▶ [Tujuan]:
(1) Tentukan apakah tiap pernyataan di bawah ini sesuai dengan kutipan pilihan, lalu jawab ya atau tidak beserta kata-kata penentunya yang dikutip persis dari teks: (a) Straight news tidak perlu memuat unsur 5-W 1-H. (b) Berita yang ditayangkan di layar televisi sebagai selingan mendadak disebut breaking news. (c) Dalam contoh berita, jenazah akan dikebumikan di Jakarta Selatan.
(2) Jawab pertanyaan berikut berdasarkan kutipan pilihan:
(a) Apa sebutan untuk berita yang sangat penting untuk segera diketahui publik?
(b) Pada usia berapa Mantan Presiden Soeharto wafat menurut contoh berita?
(c) Pada tanggal dan jam berapa contoh berita itu disiarkan?
(3) Tulis ulang paragraf dalam kutipan pilihan yang diawali "ADA beberapa jenis berita" menjadi daftar singkat tanpa menghilangkan fakta utamanya.

▶ [Kutipan Pilihan]:
Minggu, 09 Oktober 2011

BAGAIMANA MENULIS FEATURE?


ADA beberapa jenis berita. Yang paling pendek disebut straight news, yaitu berita singkat padat yang langsung mengabarkan inti berita, tapi tetap mengandung unsur 5-W 1-H [who (siapa), what (apa), when (kapan), where (di mana), why (mengapa), how (bagaimana)]. Jika berita tersebut sangat penting untuk segera diketahui oleh publik disebut stop press, sedangkan jika ditayangkan di layar televisi atau melalui corong radio disebut breaking news – karena disiarkan sebagai selingan mendadak di sela-sela acara yang sedang berlangsung.

      Misalnya, sekedar contoh, Mantan Presiden Soeharto telah wafat pada hari ini, 27 Januari 2008 jam 11:00 WIB di Rumah Sakit Pusat Pertamina, Kebayoran Baru, Jakarta Selatan, dalam usia 87 tahun, setelah dirawat selama beberapa hari karena sakit usia tua. Jenasahnya kini disemayamkan di rumah duka Jalan Cendana, Menteng, Jakarta Pusat, dan segera akan diterbangkan ke Solo untuk dikebumikan di makam keluarga Astana Giri Bangun, Karanganyar, Jawa Tengah (disiarkan pada tanggal 27 Januari 2008 jam 11:05).

▶ [Bahan yang Diberikan]:
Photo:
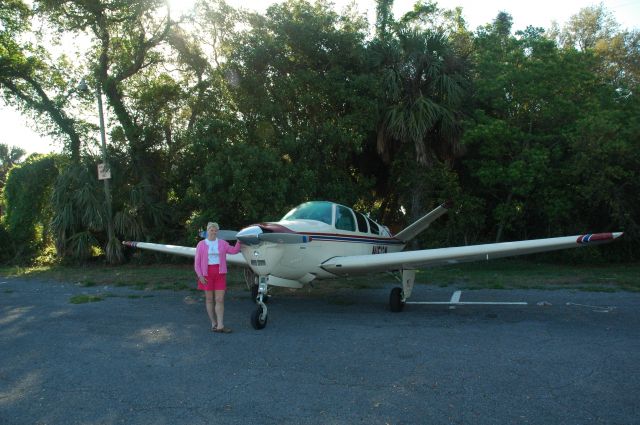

▶ [Jawaban Tugas]:
(1)
(a) Tidak. "tapi tetap mengandung unsur 5-W 1-H"
(b) Ya. "jika ditayangkan di layar televisi atau melalui corong radio disebut breaking news"
(c) Tidak. "segera akan diterbangkan ke Solo untuk dikebumikan di makam keluarga Astana Giri Bangun, Karanganyar, Jawa Tengah"

(2)
(a) Stop press.
(b) 87 tahun.
(c) 27 Januari 2008, jam 11:05.

(3)
- Straight news: jenis berita paling pendek. Isinya singkat padat dan langsung mengabarkan inti berita, tetapi tetap memuat unsur 5-W 1-H (siapa, apa, kapan, di mana, mengapa, bagaimana).
- Stop press: berita yang sangat penting untuk segera diketahui publik.
- Breaking news: berita yang ditayangkan di televisi atau radio sebagai selingan mendadak di sela-sela acara yang sedang berlangsung.